◆ Records
** Start **

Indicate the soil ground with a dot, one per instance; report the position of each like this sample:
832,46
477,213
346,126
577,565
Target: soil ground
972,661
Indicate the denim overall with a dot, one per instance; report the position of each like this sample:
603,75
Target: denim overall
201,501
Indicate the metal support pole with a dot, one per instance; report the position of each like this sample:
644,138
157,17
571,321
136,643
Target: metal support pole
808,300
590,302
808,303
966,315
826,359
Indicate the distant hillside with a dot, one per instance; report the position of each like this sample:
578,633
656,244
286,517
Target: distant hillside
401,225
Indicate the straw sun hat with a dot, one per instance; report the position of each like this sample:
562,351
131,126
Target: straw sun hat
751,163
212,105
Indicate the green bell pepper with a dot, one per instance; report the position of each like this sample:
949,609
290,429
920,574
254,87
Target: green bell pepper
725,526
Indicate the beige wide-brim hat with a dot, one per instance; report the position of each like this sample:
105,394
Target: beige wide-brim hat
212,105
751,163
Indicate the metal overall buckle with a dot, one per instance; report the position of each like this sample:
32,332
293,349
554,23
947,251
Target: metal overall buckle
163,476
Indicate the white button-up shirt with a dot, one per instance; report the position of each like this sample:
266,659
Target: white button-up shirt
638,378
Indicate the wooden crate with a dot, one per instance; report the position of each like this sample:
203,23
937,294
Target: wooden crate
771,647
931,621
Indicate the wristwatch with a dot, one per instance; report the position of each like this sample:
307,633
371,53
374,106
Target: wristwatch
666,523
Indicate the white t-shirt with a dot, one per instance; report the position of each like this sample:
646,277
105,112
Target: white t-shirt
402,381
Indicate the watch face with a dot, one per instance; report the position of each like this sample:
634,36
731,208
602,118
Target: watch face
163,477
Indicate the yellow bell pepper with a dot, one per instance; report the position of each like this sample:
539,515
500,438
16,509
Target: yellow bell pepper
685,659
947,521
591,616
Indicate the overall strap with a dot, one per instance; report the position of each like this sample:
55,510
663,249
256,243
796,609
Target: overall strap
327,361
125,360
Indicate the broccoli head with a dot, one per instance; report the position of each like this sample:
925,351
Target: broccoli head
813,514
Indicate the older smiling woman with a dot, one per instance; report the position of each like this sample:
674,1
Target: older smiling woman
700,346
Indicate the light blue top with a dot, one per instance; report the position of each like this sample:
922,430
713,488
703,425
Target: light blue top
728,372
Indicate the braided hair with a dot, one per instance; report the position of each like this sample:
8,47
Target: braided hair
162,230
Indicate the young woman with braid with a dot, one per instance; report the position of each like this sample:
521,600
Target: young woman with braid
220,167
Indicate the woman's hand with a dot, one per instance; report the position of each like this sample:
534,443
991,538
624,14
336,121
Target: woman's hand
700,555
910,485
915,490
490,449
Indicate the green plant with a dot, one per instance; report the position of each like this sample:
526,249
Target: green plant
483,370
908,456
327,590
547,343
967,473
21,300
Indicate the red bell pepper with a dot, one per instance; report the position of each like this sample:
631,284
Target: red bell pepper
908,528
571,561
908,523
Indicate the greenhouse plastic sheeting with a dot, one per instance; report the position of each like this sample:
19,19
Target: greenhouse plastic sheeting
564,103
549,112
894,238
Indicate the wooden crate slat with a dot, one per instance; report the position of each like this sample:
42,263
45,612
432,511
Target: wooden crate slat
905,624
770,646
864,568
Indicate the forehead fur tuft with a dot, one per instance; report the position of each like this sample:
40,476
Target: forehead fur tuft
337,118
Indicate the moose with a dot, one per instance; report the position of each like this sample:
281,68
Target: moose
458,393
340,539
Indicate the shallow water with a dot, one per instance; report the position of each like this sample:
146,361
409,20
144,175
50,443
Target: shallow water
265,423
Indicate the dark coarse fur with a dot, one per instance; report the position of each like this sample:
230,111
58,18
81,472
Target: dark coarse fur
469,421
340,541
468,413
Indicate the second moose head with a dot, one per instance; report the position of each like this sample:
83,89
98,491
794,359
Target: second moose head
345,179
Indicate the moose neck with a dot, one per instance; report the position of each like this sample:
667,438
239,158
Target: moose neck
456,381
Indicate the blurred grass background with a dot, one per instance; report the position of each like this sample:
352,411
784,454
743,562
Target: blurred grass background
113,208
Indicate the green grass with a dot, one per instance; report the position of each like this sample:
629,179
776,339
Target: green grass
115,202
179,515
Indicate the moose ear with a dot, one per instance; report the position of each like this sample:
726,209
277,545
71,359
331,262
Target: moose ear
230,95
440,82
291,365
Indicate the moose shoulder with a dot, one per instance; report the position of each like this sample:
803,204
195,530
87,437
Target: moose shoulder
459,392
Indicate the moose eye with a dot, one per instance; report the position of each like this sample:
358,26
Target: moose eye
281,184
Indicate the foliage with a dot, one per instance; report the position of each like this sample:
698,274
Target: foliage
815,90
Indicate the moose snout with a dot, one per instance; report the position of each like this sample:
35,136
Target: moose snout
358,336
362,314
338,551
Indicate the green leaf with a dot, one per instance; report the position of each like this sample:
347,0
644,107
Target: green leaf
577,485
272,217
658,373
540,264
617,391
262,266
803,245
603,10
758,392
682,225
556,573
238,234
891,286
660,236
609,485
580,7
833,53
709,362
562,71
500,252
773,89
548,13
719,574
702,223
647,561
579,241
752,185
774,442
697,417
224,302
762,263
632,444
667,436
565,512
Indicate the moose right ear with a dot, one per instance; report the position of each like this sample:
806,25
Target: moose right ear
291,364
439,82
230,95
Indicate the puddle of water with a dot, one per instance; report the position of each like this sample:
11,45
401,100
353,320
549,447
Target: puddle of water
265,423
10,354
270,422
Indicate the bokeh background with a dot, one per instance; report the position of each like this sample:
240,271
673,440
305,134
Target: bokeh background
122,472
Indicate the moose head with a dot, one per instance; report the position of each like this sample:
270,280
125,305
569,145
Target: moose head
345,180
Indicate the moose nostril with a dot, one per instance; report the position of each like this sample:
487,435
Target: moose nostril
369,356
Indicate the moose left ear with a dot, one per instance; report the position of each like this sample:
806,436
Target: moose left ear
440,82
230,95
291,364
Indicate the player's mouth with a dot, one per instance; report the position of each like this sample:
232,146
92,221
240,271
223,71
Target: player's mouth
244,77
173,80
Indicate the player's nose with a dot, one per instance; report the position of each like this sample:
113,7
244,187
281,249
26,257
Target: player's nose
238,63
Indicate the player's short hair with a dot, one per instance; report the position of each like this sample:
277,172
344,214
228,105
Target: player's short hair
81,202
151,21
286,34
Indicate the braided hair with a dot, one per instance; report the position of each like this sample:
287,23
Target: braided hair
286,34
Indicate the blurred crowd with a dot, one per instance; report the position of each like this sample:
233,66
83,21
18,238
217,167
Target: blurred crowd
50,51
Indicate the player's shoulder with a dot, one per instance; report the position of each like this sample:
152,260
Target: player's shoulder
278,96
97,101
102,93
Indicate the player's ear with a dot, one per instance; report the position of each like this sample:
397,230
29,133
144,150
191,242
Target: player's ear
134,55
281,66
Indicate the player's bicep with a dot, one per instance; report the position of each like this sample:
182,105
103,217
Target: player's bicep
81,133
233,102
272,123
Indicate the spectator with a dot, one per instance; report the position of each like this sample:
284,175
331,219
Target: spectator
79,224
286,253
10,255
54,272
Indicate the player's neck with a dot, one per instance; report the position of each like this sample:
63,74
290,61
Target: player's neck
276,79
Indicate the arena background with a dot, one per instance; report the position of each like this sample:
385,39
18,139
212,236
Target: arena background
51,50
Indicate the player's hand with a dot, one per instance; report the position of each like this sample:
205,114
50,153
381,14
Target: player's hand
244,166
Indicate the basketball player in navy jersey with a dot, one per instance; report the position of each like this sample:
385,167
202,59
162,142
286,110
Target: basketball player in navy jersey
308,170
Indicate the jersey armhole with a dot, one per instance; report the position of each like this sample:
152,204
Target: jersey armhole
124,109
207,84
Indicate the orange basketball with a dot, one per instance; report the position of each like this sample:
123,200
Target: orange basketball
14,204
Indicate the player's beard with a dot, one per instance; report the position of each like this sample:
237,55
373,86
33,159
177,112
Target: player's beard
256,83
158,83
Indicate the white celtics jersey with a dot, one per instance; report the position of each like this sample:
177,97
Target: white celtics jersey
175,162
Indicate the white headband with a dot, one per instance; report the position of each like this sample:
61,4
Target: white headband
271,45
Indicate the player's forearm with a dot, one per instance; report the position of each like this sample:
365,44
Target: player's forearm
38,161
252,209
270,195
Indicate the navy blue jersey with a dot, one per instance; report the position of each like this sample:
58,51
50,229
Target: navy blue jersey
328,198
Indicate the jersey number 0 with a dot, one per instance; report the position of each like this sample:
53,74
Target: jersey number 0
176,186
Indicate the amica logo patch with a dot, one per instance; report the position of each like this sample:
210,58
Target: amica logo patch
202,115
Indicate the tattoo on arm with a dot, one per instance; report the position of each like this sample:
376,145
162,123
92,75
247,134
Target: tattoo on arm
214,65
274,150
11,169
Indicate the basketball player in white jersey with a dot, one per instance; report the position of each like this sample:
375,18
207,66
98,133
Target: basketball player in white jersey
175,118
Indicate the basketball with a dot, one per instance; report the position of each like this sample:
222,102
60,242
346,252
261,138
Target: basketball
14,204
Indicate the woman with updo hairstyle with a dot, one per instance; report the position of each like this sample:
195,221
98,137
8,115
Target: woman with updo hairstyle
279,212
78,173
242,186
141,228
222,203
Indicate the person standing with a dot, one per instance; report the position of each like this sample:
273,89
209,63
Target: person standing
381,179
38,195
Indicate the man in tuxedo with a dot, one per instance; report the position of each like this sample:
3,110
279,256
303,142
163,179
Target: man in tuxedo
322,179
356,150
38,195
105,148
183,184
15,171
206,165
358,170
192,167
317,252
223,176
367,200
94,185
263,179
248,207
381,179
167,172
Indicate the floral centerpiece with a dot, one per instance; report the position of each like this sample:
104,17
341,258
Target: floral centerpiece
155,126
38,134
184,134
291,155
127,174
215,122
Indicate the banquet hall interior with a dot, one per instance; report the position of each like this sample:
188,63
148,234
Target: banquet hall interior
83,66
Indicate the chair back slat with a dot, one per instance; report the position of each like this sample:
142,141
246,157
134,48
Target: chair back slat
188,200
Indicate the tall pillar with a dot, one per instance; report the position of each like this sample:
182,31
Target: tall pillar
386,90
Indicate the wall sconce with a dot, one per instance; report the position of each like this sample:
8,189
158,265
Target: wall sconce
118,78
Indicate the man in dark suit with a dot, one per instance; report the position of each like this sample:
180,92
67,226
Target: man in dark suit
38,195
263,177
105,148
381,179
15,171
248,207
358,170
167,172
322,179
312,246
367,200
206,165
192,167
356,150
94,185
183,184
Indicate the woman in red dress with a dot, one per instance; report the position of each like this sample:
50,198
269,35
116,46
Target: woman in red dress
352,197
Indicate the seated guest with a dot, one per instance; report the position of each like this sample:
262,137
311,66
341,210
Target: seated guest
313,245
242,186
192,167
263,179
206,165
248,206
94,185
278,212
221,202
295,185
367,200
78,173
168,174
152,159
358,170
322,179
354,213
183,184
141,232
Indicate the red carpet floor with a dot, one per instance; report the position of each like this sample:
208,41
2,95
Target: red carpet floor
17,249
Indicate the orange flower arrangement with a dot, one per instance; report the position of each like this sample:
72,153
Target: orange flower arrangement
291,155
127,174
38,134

** End **

◆ Stated problem
Repeat exactly the lines from the line containing "Indicate the banquet" through the end of the listing above; both boundary lines are part of the output.

◆ Result of the exercise
Indicate the banquet hall interior with a dot, one per instance; report the position of each like this sample:
188,63
148,234
Target: banquet hall interior
83,66
Indicate the chair back slat with a dot, one per instance; report the position of each like this sample:
142,141
246,157
134,48
Target: chair back slat
188,200
Indicate the tall pillar with a dot, one per instance; report the position of each like this sample:
182,31
Target: tall pillar
386,90
Indicate the wall sconce with a dot, one per instance; report the position of each like this sample:
8,189
158,265
Target: wall sconce
118,78
Indicate the man in dark suit with a dot, one per instance; report the position of each like this sample:
180,92
67,226
Target: man in dark suit
38,195
263,177
105,148
381,179
15,171
248,207
358,170
167,172
322,179
312,246
367,200
206,165
192,167
356,150
94,185
183,184
Indicate the woman in red dress with a dot, one per instance; report the position of each like this sample:
50,198
269,35
116,46
Target: woman in red dress
352,197
Indicate the seated guest with a dot, one per instance; report the position of each like this sample:
262,137
311,66
341,210
Target: seated guest
313,245
242,186
192,167
263,179
206,165
248,206
94,185
278,212
221,202
295,185
367,200
78,173
168,174
152,159
358,170
322,179
354,213
183,184
141,232
Indicate the red carpet floor with a dot, one per instance; report the position of each like this sample:
208,41
2,95
Target: red carpet floor
17,249
Indicate the orange flower arrangement with a dot, one per instance; report the position of each like this sample:
72,153
Target: orange flower arrangement
291,155
127,174
38,134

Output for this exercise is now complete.